>> Start INPUT

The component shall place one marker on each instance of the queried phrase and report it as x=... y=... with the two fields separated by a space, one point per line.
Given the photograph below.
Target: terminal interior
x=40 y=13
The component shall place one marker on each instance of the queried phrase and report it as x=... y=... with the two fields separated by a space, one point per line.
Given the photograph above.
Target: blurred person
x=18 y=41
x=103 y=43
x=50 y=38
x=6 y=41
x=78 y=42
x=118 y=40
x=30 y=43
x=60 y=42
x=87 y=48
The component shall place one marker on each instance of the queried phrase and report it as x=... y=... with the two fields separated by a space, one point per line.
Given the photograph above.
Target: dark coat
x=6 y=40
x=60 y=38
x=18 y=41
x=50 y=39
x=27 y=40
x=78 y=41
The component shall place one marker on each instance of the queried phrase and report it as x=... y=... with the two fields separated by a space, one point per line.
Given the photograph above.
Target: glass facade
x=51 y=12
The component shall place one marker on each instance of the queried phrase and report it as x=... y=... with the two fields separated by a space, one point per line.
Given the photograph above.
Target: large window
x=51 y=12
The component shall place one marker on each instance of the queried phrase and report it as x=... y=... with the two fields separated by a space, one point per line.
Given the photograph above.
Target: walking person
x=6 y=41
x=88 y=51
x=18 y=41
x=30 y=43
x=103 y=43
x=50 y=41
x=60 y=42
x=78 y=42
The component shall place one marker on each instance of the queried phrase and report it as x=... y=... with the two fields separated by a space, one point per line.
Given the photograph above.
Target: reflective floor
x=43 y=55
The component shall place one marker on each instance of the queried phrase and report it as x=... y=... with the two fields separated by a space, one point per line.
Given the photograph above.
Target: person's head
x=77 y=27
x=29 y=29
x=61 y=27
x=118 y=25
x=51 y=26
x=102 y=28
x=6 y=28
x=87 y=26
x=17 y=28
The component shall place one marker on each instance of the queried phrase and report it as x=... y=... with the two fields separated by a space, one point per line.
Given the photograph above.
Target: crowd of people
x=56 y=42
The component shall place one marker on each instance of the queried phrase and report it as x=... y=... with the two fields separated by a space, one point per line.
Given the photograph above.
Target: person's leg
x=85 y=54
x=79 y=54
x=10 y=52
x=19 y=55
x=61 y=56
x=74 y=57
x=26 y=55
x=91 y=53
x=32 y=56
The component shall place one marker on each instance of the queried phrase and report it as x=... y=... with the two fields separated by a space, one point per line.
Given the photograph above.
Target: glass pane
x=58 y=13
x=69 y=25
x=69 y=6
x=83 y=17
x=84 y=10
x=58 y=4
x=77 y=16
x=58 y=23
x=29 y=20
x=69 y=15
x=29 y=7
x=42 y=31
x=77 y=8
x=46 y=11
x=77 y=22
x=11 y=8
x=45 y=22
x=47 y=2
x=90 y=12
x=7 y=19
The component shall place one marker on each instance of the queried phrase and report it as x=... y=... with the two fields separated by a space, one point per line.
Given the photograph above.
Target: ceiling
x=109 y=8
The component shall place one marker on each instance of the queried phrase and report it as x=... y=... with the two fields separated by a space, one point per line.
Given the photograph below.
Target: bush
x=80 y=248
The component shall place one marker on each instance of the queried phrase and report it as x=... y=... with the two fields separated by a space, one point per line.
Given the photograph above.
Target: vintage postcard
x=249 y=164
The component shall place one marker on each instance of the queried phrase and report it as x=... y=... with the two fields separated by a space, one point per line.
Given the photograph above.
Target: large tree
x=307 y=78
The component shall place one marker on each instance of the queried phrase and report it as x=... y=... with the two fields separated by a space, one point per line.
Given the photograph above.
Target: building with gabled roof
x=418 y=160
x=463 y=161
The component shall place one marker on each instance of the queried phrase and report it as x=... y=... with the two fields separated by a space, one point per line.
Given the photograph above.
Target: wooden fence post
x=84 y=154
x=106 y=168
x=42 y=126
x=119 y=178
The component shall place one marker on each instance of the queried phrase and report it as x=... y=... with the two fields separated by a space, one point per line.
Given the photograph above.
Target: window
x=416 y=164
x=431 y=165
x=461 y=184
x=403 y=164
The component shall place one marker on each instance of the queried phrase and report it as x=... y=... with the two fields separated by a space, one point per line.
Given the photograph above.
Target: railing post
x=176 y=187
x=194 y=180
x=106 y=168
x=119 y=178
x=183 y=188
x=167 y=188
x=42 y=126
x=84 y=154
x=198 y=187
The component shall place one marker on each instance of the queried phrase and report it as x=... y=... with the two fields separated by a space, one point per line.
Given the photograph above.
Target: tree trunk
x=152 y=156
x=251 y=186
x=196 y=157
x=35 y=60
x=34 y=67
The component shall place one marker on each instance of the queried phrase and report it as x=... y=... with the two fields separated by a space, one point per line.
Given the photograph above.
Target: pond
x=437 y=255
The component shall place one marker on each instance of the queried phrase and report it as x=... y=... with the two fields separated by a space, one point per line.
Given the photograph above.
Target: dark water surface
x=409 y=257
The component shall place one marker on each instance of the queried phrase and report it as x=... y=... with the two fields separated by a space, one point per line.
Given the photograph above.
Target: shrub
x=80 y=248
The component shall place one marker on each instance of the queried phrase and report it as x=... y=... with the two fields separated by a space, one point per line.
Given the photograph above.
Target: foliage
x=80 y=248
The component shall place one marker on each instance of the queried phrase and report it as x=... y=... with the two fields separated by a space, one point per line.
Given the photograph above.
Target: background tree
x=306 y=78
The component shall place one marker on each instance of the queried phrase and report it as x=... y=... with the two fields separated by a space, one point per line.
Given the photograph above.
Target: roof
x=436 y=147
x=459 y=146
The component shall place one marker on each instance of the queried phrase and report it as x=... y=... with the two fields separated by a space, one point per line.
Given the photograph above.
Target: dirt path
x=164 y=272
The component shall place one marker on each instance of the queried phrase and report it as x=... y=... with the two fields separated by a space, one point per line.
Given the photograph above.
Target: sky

>> End INPUT

▶ _SHORT EXERCISE_: Pull out each line of the records above that contains the string "roof", matching case exactly, and list those lines.

▶ _OUTPUT OF THE EXERCISE_:
Target: building with gabled roof
Target: roof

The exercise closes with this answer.